Transcribe every record verbatim; no pictures.

**Dataset records**

▼

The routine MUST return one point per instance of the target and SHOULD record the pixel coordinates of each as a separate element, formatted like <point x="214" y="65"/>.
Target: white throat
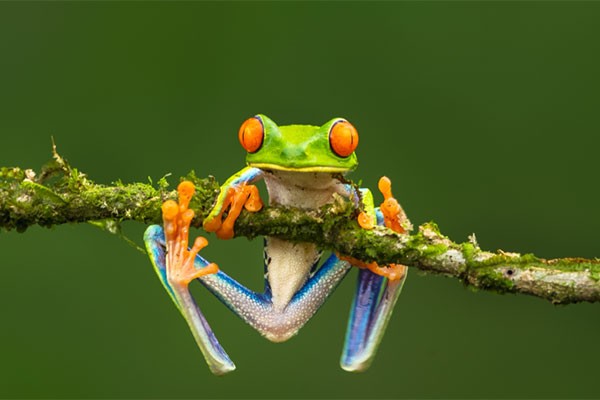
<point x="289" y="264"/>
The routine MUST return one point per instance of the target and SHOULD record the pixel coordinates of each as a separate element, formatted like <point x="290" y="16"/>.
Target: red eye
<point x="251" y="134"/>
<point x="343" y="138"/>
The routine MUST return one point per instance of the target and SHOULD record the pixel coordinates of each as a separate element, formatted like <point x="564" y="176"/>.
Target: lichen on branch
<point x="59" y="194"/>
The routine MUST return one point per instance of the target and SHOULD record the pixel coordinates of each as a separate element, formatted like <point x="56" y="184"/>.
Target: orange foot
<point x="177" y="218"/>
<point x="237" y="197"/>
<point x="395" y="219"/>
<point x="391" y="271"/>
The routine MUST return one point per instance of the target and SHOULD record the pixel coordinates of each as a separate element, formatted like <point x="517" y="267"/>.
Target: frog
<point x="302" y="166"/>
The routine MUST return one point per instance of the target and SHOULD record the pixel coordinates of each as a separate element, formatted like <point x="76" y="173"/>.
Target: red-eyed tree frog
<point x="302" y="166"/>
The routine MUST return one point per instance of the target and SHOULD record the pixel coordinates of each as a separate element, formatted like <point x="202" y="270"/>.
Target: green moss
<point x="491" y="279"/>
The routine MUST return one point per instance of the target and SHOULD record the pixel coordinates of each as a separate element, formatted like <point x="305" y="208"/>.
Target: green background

▲

**Completed task**
The routine MUST return one point per instance of the target and SHOULD record the pixel coordinates of each as a separate element, formatted like <point x="214" y="65"/>.
Target: white throat
<point x="289" y="264"/>
The routine MUST return one point per instance of the target and SHOULD record the pixel coordinates of each as a separate element, formatted like <point x="290" y="16"/>.
Target: red eye
<point x="251" y="134"/>
<point x="343" y="138"/>
The routine MUST return one point per instance of the target and SHOULD record the pixel coordinates of each as a separate element, formatted like <point x="564" y="176"/>.
Target: lichen on branch
<point x="59" y="194"/>
The routine MUST return one point per instance of the target and SHOULD record the pixel coordinates of each as a separate element, formatted like <point x="56" y="184"/>.
Target: orange foot
<point x="177" y="218"/>
<point x="237" y="197"/>
<point x="395" y="219"/>
<point x="391" y="271"/>
The routine MUST return one point per instance of the target and SHOULD record the pixel coordinates of each as a separate element, formatted like <point x="517" y="267"/>.
Target: frog
<point x="302" y="166"/>
The routine MUST return one point per instance of the target and SHOULD record the pixel coordinates of each as a separate element, formatted like <point x="76" y="173"/>.
Target: red-eyed tree frog
<point x="302" y="166"/>
The routine MUST return one point per instance of the target and SHOULD record the pixel coordinates of each as a separate element, formatted like <point x="202" y="270"/>.
Target: green moss
<point x="491" y="279"/>
The routine MUST return one point per instance of the target and SHOULD record the pixel coordinates of each as a separate element, formatted like <point x="305" y="208"/>.
Target: green background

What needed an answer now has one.